** Source passage **
──────────────────────────────
On 2009 Jan 23, at 8:37, Francesco Bochicchio wrote:
> I think I get the polymorphism. What I don't get is why a
> specialized type cannot
> replace a more generic type, since the specialized type implements
> the interface
> defined in the generic type.
Try it this way. The declaration
> a :: Num n => n
> a = 3 :: Integer
is not the same as
> AbstractInterface a = new ConcreteClass();
because Integer doesn't implement *all* of Num, in particular nothing
needed for the Float, Double, or Complex instances. In a sense,
instances in Haskell are inverses of interfaces in Java; in Java you
accept more specific but in Haskell you accept *less* specific. This
is because an instance actually asserts a "for all possible matching
types" requirement, whereas Java asserts an "any matching type"
──────────────────────────────
** Dataset excerpts **

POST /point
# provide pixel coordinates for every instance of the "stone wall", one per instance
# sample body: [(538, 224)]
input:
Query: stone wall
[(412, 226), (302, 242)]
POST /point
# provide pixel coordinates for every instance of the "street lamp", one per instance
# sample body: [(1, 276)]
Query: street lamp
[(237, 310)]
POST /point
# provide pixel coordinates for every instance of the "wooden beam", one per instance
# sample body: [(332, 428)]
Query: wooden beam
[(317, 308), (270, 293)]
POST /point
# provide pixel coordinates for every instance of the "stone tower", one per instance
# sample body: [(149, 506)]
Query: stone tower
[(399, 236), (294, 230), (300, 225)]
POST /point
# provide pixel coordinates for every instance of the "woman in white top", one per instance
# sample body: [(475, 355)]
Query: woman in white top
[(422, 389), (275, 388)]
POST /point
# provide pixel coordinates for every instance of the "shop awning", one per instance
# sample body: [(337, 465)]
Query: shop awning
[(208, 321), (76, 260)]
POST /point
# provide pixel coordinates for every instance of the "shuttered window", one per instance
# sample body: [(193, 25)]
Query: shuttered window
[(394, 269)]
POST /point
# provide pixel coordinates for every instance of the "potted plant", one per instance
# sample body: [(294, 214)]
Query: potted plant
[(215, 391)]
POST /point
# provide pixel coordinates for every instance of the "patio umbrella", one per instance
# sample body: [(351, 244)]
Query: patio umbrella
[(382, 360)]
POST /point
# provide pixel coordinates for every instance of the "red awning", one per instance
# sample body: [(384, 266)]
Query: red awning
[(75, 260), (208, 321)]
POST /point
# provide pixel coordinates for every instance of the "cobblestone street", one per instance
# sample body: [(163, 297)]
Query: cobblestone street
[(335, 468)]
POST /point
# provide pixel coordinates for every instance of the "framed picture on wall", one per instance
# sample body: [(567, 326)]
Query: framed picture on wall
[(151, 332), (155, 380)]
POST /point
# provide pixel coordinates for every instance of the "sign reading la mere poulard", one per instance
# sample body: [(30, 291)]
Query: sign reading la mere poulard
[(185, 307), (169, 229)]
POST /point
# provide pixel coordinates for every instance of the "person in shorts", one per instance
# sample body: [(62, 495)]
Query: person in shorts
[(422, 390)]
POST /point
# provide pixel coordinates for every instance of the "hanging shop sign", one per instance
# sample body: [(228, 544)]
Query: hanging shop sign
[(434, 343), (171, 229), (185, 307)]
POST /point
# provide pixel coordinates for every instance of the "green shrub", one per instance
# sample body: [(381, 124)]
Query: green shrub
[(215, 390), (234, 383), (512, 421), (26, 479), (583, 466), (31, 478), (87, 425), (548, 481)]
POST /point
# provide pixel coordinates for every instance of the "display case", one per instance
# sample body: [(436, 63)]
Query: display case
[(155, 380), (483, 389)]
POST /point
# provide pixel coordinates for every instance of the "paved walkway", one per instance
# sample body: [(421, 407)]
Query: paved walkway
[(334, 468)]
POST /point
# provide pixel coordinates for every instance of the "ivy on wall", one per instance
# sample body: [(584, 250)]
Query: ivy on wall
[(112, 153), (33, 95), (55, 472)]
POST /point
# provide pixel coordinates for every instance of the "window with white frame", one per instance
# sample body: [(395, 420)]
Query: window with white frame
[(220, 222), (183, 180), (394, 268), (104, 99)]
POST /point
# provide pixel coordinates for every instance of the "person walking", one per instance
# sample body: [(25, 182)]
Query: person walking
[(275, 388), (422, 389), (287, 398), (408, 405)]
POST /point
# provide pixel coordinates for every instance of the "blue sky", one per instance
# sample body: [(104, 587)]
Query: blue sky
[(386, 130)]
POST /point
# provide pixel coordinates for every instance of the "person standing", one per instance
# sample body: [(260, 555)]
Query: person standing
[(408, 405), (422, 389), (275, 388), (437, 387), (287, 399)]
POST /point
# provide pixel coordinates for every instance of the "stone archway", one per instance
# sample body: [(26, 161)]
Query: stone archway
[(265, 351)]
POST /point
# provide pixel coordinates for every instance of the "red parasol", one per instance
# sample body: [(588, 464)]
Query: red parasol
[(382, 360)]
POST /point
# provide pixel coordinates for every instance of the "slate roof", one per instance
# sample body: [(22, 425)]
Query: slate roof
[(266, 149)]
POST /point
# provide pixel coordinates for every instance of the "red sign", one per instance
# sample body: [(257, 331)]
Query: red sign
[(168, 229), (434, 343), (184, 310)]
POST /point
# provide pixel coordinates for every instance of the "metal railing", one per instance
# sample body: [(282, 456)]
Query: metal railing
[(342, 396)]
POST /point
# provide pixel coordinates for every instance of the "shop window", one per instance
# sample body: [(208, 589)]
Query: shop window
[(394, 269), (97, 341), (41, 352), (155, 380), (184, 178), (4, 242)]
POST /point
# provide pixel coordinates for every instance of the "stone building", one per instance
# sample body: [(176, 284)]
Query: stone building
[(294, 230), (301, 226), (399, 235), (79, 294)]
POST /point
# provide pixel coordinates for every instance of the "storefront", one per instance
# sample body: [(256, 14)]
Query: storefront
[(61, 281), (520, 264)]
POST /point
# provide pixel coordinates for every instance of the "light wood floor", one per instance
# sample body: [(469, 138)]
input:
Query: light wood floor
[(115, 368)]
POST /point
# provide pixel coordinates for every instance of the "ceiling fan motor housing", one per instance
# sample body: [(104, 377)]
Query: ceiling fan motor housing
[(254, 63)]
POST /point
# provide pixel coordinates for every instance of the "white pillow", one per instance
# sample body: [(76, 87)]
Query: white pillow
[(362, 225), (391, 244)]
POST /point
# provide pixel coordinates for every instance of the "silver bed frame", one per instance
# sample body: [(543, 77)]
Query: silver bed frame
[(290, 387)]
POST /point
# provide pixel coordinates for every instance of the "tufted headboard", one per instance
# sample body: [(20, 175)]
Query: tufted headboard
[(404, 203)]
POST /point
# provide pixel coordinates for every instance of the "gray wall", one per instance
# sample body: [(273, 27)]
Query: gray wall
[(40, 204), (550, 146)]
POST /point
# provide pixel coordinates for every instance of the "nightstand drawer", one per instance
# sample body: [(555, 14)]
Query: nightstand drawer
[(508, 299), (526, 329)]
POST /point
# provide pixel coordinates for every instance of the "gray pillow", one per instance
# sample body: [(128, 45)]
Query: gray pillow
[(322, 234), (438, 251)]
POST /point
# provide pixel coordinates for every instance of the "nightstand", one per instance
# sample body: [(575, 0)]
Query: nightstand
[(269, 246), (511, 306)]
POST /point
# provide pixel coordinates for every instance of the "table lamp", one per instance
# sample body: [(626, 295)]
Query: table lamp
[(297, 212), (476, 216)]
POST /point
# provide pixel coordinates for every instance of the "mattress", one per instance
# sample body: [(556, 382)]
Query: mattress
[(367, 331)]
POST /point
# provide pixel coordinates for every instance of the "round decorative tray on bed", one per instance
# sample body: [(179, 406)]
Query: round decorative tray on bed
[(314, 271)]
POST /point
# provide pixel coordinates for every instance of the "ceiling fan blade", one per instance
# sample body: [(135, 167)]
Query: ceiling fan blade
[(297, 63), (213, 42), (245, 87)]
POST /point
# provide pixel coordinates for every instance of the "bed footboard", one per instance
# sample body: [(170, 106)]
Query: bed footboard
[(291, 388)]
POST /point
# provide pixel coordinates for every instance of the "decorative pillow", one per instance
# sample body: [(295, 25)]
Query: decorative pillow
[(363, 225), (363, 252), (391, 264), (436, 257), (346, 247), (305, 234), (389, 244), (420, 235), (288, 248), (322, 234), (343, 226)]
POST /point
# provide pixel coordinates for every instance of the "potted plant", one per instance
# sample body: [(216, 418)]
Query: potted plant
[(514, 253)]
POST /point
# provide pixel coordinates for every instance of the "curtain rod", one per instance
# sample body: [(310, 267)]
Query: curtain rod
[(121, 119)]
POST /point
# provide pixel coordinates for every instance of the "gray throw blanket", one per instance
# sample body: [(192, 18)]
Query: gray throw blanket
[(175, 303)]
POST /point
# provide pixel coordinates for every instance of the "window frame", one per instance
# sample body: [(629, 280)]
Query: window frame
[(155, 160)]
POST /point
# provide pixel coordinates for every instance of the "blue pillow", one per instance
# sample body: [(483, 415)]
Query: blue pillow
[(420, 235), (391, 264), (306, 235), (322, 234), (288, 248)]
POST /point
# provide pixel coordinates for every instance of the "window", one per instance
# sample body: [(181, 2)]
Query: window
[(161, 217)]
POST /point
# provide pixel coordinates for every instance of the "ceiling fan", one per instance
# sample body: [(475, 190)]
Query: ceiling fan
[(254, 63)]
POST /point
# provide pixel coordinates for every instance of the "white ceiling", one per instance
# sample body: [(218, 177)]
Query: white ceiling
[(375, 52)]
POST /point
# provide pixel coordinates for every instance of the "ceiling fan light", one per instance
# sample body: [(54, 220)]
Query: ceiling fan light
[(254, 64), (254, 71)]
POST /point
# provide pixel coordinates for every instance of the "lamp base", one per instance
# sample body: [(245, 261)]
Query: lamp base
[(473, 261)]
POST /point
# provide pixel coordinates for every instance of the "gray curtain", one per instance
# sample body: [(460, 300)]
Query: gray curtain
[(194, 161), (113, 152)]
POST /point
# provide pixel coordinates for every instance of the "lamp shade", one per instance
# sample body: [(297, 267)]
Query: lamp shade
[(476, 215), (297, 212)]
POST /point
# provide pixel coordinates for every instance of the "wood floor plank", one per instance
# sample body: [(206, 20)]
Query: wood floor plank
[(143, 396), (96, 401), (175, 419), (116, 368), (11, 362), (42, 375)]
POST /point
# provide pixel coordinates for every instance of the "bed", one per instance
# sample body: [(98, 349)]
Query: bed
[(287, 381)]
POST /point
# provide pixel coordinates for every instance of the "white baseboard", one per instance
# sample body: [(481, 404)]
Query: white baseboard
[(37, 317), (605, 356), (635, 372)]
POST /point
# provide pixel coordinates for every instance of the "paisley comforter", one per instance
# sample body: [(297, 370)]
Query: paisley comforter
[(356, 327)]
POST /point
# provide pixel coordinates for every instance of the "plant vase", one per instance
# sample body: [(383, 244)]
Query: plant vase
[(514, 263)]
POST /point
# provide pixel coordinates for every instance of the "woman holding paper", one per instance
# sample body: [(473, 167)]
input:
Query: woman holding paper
──────────────────────────────
** Exercises to complete **
(1) Retype the Haskell polymorphism message from "On 2009 Jan" up to and including "the generic type.".
(2) Pick up the Haskell polymorphism message at its last sentence and write on from there.
The records come from a separate source and have no connection to the Haskell polymorphism message.

** Expected results **
(1)
On 2009 Jan 23, at 8:37, Francesco Bochicchio wrote:
> I think I get the polymorphism. What I don't get is why a
> specialized type cannot
> replace a more generic type, since the specialized type implements
> the interface
> defined in the generic type.

(2)
requirement. (Pedantically:
> a :: forall n. Num n => n
You don't have to write (and in Haskell 98, can't write, just as in
Java you can't explicitly write "forany" in an interface definition)
the "forall"; in Haskell98 (and Java respectively) it's there by
definition, in Haskell extensions it's implied for top level types for
backward compatibility.)
In many cases you can treat the two the same because the member types
happen to have an exact relationship such that "forall" and "forany"
are both satisfied, but Num is too wide (and far too complex; the
ideal structure of the Haskell numeric classes is constantly
debated). So the equivalence of typeclasses and interfaces is a "most
of the time" thing, not a definition or requirement.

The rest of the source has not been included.